Problem to solve: Every record that follows must be given again exactly.

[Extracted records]
::::::::

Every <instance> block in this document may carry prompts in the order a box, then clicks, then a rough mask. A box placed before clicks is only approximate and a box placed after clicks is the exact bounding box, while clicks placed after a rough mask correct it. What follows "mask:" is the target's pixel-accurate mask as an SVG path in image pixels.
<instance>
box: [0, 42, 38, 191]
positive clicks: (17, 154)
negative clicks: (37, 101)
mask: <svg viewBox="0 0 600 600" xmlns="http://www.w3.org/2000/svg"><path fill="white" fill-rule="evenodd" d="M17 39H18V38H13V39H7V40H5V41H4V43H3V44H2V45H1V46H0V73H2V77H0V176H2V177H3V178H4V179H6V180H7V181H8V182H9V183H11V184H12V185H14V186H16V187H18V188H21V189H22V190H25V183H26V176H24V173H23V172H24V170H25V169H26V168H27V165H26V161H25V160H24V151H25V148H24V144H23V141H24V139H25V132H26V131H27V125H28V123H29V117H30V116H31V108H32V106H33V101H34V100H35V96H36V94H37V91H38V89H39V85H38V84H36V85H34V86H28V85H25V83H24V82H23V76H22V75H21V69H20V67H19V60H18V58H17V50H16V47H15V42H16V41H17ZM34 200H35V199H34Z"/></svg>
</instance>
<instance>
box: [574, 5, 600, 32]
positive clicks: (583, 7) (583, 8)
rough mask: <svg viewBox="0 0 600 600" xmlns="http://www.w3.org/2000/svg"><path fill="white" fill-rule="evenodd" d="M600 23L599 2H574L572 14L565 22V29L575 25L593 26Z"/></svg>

::::::::

Answer to the exercise:
Every <instance> block in this document may carry prompts in the order a box, then clicks, then a rough mask. A box placed before clicks is only approximate and a box placed after clicks is the exact bounding box, while clicks placed after a rough mask correct it. What follows "mask:" is the target's pixel-accurate mask as an SVG path in image pixels.
<instance>
box: [0, 42, 38, 191]
positive clicks: (17, 154)
negative clicks: (37, 101)
mask: <svg viewBox="0 0 600 600" xmlns="http://www.w3.org/2000/svg"><path fill="white" fill-rule="evenodd" d="M17 39H18V38H13V39H7V40H5V41H4V43H3V44H2V45H1V46H0V73H2V77H0V176H2V177H3V178H4V179H6V180H7V181H8V182H9V183H11V184H12V185H14V186H16V187H18V188H21V189H22V190H25V183H26V176H24V173H23V172H24V170H25V169H26V168H27V165H26V161H25V160H24V151H25V148H24V144H23V141H24V139H25V132H26V131H27V125H28V123H29V117H30V116H31V108H32V106H33V101H34V100H35V96H36V94H37V91H38V89H39V85H38V84H36V85H34V86H28V85H25V83H24V82H23V76H22V75H21V69H20V67H19V60H18V58H17V50H16V47H15V42H16V41H17ZM34 200H35V199H34Z"/></svg>
</instance>
<instance>
box: [574, 5, 600, 32]
positive clicks: (583, 7) (583, 8)
rough mask: <svg viewBox="0 0 600 600" xmlns="http://www.w3.org/2000/svg"><path fill="white" fill-rule="evenodd" d="M600 23L599 2H574L572 14L565 22V29L575 25L593 26Z"/></svg>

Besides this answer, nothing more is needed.